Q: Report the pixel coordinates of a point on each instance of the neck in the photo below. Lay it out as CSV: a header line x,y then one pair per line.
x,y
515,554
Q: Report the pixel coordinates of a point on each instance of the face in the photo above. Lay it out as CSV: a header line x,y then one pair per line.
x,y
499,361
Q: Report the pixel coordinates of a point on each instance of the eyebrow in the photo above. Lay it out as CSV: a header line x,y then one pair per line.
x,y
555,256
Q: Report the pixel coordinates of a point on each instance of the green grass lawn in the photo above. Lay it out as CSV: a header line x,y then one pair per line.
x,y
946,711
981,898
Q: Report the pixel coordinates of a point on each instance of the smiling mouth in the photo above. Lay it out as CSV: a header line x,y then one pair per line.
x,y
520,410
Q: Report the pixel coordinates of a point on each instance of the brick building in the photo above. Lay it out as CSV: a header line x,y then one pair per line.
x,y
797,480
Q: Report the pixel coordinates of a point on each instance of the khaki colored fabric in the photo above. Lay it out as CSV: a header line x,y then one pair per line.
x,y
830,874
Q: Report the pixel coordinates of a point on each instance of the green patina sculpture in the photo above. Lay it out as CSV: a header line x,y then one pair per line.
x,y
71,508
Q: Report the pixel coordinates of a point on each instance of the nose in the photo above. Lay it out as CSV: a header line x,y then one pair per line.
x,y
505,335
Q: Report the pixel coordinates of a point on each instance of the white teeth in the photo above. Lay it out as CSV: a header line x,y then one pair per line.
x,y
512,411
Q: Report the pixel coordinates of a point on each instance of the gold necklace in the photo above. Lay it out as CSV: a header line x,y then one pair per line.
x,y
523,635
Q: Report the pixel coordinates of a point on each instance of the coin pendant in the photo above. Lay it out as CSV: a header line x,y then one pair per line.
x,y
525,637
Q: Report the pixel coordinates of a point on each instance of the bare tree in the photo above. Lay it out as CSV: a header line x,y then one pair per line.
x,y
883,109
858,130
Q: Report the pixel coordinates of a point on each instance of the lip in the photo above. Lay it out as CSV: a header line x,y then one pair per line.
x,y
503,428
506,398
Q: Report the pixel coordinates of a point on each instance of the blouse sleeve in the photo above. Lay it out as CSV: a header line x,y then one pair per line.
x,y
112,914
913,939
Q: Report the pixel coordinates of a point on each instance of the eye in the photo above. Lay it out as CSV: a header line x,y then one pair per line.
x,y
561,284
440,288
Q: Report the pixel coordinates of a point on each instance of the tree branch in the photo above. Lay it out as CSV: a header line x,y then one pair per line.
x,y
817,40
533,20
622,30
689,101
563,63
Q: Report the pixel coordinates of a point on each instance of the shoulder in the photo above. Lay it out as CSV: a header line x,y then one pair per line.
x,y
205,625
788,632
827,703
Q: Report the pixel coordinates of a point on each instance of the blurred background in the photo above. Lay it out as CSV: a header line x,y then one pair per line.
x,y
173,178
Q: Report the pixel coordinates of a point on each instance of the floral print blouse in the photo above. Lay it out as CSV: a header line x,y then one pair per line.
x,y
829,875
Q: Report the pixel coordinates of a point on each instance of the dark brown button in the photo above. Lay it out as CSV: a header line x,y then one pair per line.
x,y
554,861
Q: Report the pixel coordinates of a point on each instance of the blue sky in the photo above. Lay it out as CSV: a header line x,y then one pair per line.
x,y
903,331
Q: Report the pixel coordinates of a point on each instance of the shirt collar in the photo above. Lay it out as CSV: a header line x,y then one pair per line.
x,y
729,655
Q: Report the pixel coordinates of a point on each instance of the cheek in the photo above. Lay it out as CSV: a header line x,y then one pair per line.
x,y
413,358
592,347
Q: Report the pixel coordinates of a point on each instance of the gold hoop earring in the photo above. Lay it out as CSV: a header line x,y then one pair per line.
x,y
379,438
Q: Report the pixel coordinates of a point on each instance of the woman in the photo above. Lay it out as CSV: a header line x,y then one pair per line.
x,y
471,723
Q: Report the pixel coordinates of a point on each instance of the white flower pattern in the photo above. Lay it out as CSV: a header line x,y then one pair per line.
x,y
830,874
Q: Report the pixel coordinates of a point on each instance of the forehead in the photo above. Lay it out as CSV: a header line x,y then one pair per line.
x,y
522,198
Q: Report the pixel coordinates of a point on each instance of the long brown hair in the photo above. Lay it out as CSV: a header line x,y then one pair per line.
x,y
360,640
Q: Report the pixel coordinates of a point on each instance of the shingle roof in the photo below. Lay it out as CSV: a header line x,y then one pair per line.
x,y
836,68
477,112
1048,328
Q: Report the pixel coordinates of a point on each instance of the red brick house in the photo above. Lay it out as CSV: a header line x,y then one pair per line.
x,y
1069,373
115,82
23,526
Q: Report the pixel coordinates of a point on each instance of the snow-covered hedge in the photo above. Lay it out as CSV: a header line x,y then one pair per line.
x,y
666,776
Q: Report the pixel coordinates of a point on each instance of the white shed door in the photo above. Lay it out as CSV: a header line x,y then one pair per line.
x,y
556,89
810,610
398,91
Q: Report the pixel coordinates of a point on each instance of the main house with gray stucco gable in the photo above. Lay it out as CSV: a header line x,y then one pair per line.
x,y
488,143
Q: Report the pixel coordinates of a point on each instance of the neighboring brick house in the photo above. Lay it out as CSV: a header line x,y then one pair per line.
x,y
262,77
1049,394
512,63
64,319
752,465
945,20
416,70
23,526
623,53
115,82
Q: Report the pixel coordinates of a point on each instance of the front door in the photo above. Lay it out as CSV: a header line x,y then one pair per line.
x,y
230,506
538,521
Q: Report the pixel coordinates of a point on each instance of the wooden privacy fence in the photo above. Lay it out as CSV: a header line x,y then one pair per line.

### Your task
Starting with the line that contains "of the snow-covered" and going on through the last of the items, write those lines out again, switching "shed door" to "garage door" and leaving everything else the same.

### Result of the exercise
Q: Report the pixel coordinates of a point on each instance of the snow-covered hedge in the photo above. Lay it out as CSV: a header line x,y then one pair per line.
x,y
666,776
Q: Report the pixel coordinates of a point on each instance of the white garage door in the photo above. Lay it out as CSV: a header line x,y then one pair per line.
x,y
556,89
810,610
398,91
Q: Report the pixel coordinates of a point on each instance of the main house with gray stucco gable in the photo above. Lay it out as CSV: a header line x,y then one pair per line.
x,y
488,143
Q: Report the pixel coordinates of a point on each instance of the neighboring brick house in the photo above. Lay it out as CSV: a header line x,y then one pair per line.
x,y
262,77
1049,394
512,63
64,319
752,465
945,20
416,70
23,526
623,53
115,82
Q: Report the pixel coordinates of a point on each instance of the front door in the photo above. Lay it out as CSV: a header line x,y then one pair per line.
x,y
230,506
538,521
Q: Report the pixel coordinates of a point on each instance of the wooden privacy fence in the photo above. Lay it out as CSV: a header line x,y then one pair per line.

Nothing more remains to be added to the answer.